• Work task: Wherever the word "arch" occurs in the listing below, copy that whole line.

• Input material:
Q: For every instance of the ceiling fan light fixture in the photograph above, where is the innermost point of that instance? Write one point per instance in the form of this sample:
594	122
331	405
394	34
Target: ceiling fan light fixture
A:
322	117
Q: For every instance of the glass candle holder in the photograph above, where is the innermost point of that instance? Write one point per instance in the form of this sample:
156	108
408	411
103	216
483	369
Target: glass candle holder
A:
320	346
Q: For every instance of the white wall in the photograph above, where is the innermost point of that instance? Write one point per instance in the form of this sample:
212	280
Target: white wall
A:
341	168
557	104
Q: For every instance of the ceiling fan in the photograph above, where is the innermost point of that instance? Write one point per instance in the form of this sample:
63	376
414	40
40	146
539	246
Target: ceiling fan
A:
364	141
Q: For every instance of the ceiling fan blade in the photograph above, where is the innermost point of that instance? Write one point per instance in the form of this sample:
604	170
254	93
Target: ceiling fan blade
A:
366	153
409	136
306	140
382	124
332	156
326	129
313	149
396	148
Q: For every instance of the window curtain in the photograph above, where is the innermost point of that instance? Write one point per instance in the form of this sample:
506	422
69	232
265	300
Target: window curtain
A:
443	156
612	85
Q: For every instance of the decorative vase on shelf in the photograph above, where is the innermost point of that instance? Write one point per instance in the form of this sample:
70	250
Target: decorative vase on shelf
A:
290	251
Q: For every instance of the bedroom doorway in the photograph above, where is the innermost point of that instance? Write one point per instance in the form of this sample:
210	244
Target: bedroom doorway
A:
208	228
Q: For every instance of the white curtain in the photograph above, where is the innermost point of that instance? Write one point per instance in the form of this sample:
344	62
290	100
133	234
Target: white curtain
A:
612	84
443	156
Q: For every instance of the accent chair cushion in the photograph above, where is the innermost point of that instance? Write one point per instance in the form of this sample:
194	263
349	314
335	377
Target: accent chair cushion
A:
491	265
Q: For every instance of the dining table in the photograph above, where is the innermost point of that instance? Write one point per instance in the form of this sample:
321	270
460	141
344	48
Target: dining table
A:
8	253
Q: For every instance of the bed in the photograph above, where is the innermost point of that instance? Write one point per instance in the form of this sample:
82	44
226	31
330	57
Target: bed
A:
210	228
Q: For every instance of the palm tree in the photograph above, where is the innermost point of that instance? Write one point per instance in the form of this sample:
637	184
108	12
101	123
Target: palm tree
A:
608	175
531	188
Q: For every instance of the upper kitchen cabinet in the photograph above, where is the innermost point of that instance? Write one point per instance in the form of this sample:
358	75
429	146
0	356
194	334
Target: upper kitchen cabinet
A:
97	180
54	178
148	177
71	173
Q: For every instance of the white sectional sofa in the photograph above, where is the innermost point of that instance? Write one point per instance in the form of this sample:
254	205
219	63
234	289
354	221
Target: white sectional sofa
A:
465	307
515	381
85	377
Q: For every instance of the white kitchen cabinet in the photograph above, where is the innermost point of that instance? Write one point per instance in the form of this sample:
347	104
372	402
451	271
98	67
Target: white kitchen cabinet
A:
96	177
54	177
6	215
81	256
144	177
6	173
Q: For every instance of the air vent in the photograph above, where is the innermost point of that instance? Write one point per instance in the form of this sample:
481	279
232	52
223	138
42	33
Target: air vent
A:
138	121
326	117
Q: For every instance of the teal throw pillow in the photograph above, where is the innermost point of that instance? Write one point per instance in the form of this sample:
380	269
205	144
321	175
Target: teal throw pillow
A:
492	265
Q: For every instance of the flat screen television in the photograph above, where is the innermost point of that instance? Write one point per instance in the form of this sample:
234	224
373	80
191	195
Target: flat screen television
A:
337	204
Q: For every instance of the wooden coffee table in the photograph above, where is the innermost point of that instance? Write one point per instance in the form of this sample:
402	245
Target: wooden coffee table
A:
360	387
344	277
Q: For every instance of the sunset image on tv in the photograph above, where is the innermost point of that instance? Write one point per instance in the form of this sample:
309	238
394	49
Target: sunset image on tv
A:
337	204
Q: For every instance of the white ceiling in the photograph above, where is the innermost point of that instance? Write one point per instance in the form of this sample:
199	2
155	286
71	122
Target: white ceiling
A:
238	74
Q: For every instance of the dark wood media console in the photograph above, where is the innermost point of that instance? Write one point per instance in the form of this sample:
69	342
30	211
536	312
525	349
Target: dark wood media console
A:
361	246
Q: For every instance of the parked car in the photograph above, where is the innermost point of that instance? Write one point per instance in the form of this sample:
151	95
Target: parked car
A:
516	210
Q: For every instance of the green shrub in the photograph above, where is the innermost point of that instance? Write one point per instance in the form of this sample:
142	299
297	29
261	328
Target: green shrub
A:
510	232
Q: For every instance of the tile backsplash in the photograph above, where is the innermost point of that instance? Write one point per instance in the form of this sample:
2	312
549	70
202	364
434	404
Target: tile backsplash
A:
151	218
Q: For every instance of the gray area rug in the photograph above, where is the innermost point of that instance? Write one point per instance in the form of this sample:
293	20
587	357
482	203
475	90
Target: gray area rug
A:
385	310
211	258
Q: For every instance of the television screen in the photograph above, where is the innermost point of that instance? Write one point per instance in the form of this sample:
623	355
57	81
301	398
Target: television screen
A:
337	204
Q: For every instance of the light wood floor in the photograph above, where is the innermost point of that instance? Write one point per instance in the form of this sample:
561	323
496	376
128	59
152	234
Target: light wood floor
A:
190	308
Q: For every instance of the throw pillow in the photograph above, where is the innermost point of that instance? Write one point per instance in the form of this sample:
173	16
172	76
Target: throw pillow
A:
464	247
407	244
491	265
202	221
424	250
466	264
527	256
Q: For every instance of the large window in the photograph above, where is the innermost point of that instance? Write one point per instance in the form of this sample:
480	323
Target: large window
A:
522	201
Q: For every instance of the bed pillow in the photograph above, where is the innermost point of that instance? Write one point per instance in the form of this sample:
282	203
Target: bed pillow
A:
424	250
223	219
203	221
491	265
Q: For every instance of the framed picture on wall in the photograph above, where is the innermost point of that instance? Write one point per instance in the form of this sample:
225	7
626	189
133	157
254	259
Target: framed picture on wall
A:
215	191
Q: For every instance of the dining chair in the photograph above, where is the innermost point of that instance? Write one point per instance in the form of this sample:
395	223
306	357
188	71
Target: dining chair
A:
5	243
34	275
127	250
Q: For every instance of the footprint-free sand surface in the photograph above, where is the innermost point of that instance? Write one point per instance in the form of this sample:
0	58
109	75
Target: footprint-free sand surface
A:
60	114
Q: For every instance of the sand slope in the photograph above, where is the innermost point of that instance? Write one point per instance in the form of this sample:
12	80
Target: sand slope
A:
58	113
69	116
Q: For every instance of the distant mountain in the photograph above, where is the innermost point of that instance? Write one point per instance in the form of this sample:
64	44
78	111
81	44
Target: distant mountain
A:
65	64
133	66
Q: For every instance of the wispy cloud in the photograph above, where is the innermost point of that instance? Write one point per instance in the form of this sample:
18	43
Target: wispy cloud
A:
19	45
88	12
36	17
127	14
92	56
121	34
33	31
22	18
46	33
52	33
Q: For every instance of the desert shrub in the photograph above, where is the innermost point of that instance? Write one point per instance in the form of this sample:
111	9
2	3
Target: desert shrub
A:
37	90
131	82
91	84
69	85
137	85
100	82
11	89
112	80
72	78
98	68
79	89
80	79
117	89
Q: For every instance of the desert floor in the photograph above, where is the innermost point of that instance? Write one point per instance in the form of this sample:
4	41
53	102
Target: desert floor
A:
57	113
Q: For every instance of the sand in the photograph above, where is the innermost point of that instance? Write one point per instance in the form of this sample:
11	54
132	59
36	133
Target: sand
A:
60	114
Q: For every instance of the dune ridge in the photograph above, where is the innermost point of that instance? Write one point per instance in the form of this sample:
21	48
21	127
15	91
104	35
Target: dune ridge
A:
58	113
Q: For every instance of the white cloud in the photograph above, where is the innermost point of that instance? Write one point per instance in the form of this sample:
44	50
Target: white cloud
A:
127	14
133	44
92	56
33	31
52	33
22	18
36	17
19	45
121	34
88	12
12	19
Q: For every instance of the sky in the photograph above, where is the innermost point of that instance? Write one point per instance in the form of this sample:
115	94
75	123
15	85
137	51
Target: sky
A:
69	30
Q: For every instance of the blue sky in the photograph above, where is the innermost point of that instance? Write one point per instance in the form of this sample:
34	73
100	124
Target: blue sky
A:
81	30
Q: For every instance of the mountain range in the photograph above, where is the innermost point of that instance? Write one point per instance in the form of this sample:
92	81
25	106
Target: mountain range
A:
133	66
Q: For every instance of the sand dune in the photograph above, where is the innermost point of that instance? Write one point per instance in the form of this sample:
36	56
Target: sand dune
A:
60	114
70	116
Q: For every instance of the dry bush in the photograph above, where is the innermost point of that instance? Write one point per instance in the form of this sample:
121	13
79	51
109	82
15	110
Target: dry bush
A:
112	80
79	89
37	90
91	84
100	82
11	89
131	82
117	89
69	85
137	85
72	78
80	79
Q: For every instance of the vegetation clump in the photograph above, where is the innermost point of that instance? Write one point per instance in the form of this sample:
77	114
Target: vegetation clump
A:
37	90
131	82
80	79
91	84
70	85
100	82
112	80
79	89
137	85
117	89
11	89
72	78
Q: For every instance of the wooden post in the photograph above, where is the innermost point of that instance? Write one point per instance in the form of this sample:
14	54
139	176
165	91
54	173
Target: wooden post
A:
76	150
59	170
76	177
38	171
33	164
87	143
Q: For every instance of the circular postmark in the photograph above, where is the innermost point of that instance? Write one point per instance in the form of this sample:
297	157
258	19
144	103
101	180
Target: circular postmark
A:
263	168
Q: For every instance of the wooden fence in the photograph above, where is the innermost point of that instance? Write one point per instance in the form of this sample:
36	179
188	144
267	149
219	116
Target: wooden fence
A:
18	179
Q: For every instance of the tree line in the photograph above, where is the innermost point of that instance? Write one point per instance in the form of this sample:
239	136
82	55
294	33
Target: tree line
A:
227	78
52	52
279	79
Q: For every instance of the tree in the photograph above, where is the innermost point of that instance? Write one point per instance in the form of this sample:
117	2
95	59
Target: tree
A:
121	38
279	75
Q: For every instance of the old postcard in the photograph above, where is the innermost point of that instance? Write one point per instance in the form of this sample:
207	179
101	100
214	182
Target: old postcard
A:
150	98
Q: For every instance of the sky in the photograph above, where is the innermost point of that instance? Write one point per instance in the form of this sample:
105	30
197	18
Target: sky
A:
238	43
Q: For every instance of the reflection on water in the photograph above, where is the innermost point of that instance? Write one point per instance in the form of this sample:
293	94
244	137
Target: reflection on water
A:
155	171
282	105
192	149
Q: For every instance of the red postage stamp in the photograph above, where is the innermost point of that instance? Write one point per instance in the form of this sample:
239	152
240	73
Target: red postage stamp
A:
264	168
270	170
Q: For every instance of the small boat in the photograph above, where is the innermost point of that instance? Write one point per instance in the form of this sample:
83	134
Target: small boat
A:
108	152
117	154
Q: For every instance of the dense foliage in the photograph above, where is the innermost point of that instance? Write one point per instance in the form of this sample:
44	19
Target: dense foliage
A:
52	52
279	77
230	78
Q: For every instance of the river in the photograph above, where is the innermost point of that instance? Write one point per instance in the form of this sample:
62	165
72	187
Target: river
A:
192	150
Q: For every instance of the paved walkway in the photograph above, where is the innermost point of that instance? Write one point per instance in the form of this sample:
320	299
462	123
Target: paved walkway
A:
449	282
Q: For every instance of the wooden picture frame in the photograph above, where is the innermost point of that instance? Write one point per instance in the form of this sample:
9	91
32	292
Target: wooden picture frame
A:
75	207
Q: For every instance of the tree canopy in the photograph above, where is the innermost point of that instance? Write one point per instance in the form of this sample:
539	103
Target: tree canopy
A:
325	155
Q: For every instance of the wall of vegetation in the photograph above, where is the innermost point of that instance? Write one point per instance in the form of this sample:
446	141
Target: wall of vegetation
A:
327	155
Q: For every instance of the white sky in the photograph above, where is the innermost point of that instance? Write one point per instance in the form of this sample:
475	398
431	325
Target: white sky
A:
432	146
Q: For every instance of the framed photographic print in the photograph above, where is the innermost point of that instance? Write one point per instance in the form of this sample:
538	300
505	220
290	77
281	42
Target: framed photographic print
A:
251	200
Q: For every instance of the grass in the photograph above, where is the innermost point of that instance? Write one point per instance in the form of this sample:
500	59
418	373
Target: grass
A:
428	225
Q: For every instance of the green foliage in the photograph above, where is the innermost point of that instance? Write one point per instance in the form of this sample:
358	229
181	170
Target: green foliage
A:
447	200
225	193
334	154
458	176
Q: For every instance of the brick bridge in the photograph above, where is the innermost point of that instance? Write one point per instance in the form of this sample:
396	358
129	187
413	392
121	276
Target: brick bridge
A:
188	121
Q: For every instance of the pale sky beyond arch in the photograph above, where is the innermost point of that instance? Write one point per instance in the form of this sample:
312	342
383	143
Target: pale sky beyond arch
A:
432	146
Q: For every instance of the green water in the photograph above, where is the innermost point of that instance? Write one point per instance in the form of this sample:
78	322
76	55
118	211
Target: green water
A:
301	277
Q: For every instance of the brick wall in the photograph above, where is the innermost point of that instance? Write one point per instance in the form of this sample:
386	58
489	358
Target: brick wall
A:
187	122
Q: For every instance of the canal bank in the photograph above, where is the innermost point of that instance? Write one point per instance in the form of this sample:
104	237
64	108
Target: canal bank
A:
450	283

• Reply:
Q: For every instance of the pale sky beyond arch in the photograph above, where is the innermost point of that instance? Write one point per instance in the form of this sample:
Target: pale sky beyond arch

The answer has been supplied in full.